■ **TASK REQUIREMENTS**: Only the lines from the one containing "mark: the fingernail, one point per instance" through the end of the entries should be repeated, exactly as they appear, first and last included.

Pointing records:

————

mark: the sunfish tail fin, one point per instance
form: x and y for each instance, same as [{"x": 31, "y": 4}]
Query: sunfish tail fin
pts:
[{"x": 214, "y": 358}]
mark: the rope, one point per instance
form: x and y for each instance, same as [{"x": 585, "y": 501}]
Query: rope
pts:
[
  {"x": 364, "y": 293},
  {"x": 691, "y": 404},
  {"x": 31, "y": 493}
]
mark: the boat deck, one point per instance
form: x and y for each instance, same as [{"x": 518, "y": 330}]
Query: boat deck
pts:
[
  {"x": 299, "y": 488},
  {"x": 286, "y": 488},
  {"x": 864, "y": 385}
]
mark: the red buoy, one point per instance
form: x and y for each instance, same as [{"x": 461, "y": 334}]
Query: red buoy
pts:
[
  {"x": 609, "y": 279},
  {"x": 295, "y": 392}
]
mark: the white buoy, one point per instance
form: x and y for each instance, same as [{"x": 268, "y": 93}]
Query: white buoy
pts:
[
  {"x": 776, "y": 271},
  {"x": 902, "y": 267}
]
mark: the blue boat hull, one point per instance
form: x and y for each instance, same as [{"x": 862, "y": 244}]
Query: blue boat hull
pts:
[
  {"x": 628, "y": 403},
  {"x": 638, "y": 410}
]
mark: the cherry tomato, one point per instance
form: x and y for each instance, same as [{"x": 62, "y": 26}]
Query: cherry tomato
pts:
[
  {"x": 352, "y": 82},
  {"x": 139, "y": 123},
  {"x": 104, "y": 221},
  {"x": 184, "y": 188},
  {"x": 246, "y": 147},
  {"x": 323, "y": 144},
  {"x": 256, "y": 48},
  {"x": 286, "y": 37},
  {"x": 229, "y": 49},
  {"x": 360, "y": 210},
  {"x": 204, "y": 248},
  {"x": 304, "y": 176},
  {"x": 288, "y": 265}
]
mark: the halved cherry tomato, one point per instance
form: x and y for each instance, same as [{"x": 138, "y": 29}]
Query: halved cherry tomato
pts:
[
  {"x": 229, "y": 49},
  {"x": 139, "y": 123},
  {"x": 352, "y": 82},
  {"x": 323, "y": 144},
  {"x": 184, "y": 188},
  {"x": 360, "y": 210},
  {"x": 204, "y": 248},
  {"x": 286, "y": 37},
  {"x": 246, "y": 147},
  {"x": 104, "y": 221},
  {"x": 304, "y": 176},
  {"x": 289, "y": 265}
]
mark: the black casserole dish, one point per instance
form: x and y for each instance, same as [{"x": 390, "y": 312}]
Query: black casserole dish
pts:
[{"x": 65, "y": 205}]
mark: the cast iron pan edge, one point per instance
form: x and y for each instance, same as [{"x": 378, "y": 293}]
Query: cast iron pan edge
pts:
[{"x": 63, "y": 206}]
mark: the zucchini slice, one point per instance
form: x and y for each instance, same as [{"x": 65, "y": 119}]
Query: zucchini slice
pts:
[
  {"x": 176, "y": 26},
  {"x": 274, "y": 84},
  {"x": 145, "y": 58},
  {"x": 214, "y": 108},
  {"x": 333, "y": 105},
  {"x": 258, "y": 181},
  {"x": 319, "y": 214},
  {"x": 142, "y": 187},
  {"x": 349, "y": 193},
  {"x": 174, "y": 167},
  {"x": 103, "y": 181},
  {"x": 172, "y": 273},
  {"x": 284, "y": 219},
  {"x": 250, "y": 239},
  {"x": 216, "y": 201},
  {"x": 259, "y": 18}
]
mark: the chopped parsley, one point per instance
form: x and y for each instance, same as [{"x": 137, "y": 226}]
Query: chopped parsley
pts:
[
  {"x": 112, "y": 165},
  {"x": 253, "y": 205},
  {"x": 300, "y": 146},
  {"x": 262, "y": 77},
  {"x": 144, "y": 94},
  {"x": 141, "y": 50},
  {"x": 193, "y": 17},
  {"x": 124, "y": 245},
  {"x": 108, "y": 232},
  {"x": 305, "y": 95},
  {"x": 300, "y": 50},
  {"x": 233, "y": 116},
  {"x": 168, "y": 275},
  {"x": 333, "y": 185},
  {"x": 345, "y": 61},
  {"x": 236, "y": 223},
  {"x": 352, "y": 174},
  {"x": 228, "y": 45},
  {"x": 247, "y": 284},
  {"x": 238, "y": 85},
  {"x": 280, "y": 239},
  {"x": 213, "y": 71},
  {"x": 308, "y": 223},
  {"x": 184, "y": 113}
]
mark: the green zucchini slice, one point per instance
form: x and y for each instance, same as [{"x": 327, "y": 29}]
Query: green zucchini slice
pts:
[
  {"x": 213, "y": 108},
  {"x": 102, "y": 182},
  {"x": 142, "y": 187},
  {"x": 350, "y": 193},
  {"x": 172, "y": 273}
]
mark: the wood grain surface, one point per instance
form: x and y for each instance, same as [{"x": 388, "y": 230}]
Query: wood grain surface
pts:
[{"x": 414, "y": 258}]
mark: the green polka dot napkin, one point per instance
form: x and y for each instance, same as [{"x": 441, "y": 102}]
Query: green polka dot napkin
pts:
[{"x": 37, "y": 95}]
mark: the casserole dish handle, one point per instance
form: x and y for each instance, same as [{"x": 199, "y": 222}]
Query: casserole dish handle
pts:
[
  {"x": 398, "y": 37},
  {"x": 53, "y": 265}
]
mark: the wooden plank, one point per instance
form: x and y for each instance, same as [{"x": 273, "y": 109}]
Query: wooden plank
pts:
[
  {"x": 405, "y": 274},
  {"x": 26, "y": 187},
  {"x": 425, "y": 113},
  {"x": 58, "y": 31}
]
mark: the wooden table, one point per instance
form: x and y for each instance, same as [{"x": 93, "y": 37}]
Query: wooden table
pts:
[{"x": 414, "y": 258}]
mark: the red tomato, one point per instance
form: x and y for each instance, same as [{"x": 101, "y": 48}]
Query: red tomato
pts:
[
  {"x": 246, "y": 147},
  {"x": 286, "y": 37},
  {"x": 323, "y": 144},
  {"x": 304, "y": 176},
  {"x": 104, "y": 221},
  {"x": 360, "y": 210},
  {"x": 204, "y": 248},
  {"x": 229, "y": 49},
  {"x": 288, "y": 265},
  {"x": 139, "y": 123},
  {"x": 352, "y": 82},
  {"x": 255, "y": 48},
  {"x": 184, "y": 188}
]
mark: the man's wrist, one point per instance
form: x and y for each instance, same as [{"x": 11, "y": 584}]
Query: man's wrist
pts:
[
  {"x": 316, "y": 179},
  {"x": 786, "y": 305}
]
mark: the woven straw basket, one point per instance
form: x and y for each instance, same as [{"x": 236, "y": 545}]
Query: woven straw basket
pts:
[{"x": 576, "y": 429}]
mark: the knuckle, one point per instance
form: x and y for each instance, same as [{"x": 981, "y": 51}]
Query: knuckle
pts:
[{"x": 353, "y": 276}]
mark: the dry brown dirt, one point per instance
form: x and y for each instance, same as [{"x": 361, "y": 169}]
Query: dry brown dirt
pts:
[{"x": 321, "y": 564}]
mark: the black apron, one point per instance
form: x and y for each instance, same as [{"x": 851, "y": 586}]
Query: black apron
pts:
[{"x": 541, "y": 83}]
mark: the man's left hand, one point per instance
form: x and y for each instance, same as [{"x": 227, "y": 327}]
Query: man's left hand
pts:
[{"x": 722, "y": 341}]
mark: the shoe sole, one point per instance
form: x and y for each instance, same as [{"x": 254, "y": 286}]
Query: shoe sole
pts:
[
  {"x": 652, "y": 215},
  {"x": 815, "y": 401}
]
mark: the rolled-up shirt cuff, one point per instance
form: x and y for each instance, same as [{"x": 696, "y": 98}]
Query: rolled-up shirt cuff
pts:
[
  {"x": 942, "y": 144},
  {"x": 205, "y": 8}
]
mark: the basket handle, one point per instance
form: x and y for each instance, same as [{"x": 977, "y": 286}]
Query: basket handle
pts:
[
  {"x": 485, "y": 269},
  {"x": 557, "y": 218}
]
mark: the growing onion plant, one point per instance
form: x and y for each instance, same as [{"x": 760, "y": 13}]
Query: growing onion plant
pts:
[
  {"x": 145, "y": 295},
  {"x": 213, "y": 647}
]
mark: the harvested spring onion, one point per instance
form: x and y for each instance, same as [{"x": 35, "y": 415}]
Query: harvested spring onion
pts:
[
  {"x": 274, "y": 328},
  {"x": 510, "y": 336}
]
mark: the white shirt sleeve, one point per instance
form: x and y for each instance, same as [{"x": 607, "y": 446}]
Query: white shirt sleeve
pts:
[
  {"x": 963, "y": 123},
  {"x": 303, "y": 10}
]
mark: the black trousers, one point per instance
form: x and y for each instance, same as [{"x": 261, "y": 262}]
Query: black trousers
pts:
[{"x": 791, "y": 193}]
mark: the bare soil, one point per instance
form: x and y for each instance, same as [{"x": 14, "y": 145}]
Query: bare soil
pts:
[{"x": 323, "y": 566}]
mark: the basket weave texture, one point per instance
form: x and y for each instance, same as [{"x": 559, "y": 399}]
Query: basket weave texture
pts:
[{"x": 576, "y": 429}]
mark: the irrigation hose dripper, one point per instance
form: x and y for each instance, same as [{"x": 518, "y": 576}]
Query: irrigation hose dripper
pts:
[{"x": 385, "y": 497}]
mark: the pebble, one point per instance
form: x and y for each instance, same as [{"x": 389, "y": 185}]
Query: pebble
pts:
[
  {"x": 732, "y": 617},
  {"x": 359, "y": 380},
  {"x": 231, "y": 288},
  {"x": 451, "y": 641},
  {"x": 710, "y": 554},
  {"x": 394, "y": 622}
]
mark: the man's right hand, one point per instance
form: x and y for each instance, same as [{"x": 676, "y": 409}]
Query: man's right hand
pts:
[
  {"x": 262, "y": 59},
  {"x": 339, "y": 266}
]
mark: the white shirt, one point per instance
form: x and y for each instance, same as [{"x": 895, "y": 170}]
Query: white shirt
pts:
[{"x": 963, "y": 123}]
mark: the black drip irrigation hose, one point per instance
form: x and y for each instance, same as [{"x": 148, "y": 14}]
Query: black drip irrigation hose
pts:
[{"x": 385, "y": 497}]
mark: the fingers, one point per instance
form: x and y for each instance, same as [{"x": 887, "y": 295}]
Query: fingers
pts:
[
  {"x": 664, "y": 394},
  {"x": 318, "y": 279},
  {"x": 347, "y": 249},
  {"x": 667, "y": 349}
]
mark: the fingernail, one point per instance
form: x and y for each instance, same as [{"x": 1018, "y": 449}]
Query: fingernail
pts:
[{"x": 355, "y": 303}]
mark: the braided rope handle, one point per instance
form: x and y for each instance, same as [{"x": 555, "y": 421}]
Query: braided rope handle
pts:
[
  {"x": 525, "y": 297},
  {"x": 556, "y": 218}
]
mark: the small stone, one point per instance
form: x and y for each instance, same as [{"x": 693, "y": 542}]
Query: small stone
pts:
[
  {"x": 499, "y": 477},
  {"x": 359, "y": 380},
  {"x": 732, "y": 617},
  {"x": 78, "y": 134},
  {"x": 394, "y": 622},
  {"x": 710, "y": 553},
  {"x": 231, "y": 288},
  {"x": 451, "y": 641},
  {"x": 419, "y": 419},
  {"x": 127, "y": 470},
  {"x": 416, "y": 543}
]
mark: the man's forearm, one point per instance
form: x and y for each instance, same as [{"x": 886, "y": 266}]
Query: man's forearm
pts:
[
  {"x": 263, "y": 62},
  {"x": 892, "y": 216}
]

————

■ **FULL OUTPUT**:
mark: the fingernail, one point per instance
form: x and y for each instance, same as [{"x": 1018, "y": 449}]
Query: fingernail
pts:
[{"x": 355, "y": 303}]
mark: the braided rope handle, one point per instance
form: x and y for each instance, same as [{"x": 555, "y": 421}]
Query: braided rope handle
pts:
[
  {"x": 525, "y": 297},
  {"x": 556, "y": 218}
]
mark: the small stone, one point per instance
form: x and y for each instance, same as [{"x": 693, "y": 542}]
Query: small stone
pts:
[
  {"x": 499, "y": 477},
  {"x": 359, "y": 380},
  {"x": 732, "y": 617},
  {"x": 78, "y": 134},
  {"x": 394, "y": 622},
  {"x": 710, "y": 553},
  {"x": 231, "y": 288},
  {"x": 451, "y": 641},
  {"x": 419, "y": 419},
  {"x": 127, "y": 470},
  {"x": 416, "y": 543}
]
mark: the man's forearm, one point per instance
form: x and y for each instance, same as [{"x": 886, "y": 266}]
Query: man's forearm
pts:
[
  {"x": 263, "y": 62},
  {"x": 892, "y": 216}
]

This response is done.